__REQUEST__
Reproduce each record exactly.
##### DATA SUPPLIED #####
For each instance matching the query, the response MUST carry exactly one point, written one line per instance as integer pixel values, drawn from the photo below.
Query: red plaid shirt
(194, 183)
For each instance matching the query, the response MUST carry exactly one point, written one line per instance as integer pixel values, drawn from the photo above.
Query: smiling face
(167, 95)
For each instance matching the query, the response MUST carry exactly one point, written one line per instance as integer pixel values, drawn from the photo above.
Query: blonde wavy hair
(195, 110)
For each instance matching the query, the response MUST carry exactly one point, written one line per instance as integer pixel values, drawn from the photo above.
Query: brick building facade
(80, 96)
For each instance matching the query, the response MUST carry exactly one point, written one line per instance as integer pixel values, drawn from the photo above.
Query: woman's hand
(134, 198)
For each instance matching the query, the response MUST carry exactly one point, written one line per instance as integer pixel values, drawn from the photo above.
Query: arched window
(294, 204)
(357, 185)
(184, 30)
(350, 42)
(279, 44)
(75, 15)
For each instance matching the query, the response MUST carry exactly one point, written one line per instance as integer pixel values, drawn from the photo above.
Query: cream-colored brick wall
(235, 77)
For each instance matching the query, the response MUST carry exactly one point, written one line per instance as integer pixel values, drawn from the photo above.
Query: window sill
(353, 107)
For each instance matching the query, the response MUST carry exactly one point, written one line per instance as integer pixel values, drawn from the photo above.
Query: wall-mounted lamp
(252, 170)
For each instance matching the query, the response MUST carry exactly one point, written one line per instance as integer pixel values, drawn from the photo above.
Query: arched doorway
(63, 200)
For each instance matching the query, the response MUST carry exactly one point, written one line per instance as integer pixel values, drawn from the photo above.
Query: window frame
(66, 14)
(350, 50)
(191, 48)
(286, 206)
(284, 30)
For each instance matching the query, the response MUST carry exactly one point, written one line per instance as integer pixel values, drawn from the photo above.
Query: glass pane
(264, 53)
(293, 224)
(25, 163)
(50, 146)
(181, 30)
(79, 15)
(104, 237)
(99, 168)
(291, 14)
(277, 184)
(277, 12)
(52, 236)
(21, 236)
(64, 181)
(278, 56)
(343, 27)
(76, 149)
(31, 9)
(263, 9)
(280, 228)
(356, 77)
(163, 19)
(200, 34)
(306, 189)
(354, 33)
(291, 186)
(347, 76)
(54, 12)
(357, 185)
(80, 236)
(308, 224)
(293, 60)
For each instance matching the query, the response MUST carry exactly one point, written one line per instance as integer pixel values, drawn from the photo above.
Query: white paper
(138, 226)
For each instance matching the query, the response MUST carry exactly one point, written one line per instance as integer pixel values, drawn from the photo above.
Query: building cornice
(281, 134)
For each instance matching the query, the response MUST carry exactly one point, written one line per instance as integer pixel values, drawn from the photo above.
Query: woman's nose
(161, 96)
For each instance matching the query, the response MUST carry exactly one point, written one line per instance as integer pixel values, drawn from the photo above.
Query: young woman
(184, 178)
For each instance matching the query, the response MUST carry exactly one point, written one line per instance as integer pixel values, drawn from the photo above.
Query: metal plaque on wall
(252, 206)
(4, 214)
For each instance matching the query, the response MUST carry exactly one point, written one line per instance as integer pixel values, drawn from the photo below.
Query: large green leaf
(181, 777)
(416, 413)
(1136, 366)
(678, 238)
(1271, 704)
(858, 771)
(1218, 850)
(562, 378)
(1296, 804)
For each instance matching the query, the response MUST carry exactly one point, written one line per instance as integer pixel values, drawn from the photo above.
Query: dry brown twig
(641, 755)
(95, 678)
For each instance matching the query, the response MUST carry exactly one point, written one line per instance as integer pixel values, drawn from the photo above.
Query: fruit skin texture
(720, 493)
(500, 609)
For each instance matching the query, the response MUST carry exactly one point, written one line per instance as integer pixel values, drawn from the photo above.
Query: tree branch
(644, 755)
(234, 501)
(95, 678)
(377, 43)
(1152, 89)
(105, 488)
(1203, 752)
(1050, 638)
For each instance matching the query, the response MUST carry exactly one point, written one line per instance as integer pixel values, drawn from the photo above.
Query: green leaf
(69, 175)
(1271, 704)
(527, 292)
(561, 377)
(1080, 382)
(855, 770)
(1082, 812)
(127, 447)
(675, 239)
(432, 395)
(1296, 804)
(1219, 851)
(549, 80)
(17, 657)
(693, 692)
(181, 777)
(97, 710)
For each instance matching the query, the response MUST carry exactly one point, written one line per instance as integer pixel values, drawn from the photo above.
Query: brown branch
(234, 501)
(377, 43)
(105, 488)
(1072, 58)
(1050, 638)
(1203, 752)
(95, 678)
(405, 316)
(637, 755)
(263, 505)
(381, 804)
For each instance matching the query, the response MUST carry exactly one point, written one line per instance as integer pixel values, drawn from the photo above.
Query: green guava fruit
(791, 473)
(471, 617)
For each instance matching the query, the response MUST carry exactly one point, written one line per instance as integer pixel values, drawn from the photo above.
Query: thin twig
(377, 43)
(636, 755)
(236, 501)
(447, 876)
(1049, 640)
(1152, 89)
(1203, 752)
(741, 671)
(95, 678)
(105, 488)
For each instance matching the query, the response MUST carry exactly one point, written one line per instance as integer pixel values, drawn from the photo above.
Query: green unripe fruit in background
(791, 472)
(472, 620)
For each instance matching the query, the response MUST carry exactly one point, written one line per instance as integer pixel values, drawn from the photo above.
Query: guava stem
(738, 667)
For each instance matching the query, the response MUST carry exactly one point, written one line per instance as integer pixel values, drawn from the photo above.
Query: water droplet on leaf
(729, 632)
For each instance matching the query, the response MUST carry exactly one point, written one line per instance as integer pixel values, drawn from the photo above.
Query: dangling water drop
#####
__ANSWER__
For each instance matching the query, the response MUST carry exactly one point, written one line per instance as integer pixel values, drawn from the photo below.
Query: red plaid shirt
(194, 183)
For each instance matching the query, the response MUST carry exactly one point, written one line per instance as integer pixel values, drawn from the photo above.
Query: smiling face
(167, 95)
For each instance matching the query, the response MUST carry exactly one point, written one line per instance as integer pixel values, drawn from the photo above.
Query: blonde wavy hair
(195, 110)
For each instance matching the query, the response MUST carry exactly one point, written one line per instance as integer pixel values, drawn from the photo above.
Query: brick building facade
(80, 96)
For each instance matching the query, the response MUST carry exactly one point, written one line per instance as integer pixel values, drawn from the photo above.
Query: woman's hand
(134, 198)
For each instance matching the query, the response MUST carry exactly one point, written one line per instance as integer pixel values, drawn from the photo above.
Query: arched window
(294, 204)
(357, 185)
(184, 30)
(350, 42)
(279, 44)
(75, 15)
For each instance matching the query, the response MUST carry exactly one point, written one line per instance as integer pixel values, drawn from the photo above.
Query: cream-colored brick wall
(235, 77)
For each instance matching the query, the response MUST carry exactly one point, written one line per instance as integer pixel values, drawn from the photo above.
Query: window sill
(353, 107)
For each instance matching the query, the response MUST carry exactly one point, written one line per instance as integer pixel values, drawn from the photo above.
Query: wall-mounted lamp
(252, 170)
For each instance matching the query, the response MUST carry exactly one point, written one line per instance as integer pixel values, drawn from the photo above.
Query: arched doorway
(63, 200)
For each instance matching the query, the response MUST carry exactly one point, written one line per instance as integer pixel values, drawn from the photo above.
Query: window frame
(66, 14)
(350, 50)
(191, 48)
(286, 206)
(284, 30)
For each instance matching the query, the response MUST carry exactly one point, written one line per instance as integer pixel values, drawn from the photo above.
Query: glass pane
(264, 53)
(293, 224)
(25, 163)
(50, 146)
(181, 30)
(79, 15)
(104, 237)
(99, 168)
(291, 14)
(277, 184)
(277, 12)
(52, 236)
(21, 236)
(64, 181)
(278, 56)
(343, 27)
(76, 149)
(31, 9)
(263, 9)
(280, 228)
(356, 77)
(163, 19)
(200, 34)
(306, 189)
(354, 33)
(291, 186)
(347, 76)
(54, 12)
(357, 185)
(80, 236)
(308, 224)
(293, 60)
For each instance matching the query, the response MUST carry exactly one point, written one line per instance as integer pixel values, drawn from the photo above.
Query: white paper
(138, 226)
For each instance matching the query, the response MUST carry exactly one point, written one line per instance as integer pixel values, drawn from the photo above.
Query: building cornice
(281, 134)
For each instance matching the query, the response MUST carry exactly one point, written one line per instance as integer pixel values, drawn from the photo above.
Query: woman's nose
(161, 96)
For each instance matching the query, the response MUST carry exactly one point, written one line per instance as integer pixel values, drawn from the photo above.
Query: young woman
(184, 178)
For each instance matching the query, the response MUST carry exactly one point, written one line per instance as integer pixel values, drawn from the photo above.
Query: metal plaque on wall
(252, 206)
(4, 214)
For each instance matching the query, the response MUST carry exactly one point, written one line per instance as integer pixel values, drawn from the photo below.
Query: large green leaf
(181, 777)
(416, 413)
(1136, 366)
(678, 238)
(1271, 704)
(858, 771)
(1218, 850)
(562, 378)
(1296, 804)
For each instance matching the query, the response MUST carry exactly one point, written one line per instance as integer pixel values, drawn from the photo above.
Query: dry brown twig
(641, 755)
(95, 678)
For each instance matching the query, the response MUST carry exactly one point, written one line per instance as integer pixel values, drawn from the photo above.
Query: fruit skin texture
(720, 493)
(500, 609)
For each instance matching the query, the response MUST carry exactly one point, written one line per instance as integer pixel values, drawn from the photo above.
Query: tree branch
(644, 755)
(234, 501)
(95, 678)
(377, 43)
(1152, 89)
(105, 488)
(1203, 752)
(1050, 638)
For each instance matching the query, the response MUST carry exactly one point, written one line per instance as integer pixel values, drawn from the photo above.
Query: green leaf
(69, 175)
(1271, 704)
(527, 292)
(561, 377)
(1080, 382)
(855, 770)
(1082, 812)
(127, 447)
(675, 239)
(432, 395)
(1296, 804)
(1219, 851)
(549, 80)
(17, 657)
(693, 692)
(181, 777)
(97, 710)
For each instance matching the query, the response MUST carry exactly one point, written one line per instance as integer pixel values, drawn from the photo above.
Query: brown branch
(234, 501)
(377, 43)
(105, 488)
(1072, 58)
(1050, 638)
(1203, 752)
(95, 678)
(405, 316)
(637, 755)
(263, 505)
(381, 804)
For each instance matching the query, the response MUST carry exactly one point, written one line per instance as integer pixel values, drawn from the photo above.
Query: green guava fruit
(791, 473)
(471, 617)
For each instance matching the query, the response MUST carry exactly one point, written one line per instance as integer pixel values, drawn from the photo above.
Query: thin twig
(377, 43)
(636, 755)
(236, 501)
(447, 876)
(1049, 640)
(1152, 89)
(1203, 752)
(741, 671)
(95, 678)
(105, 488)
For each instance matching the query, the response MUST carry exactly one point, written one line per instance as integer pixel values, drawn from the photo above.
Query: green unripe fruit in background
(791, 472)
(472, 620)
For each instance matching the query, the response MUST carry exactly one point, written one line per instance as integer pixel values, drawn from the photo above.
Query: guava stem
(738, 667)
For each instance matching the query, the response MUST carry exactly one point, written one line per instance as integer pixel values, drawn from the photo above.
Query: water droplet on leaf
(729, 632)
For each instance matching the query, the response MUST carry exactly one point, written one line per instance as integer pixel values, drawn from the photo above.
Query: dangling water drop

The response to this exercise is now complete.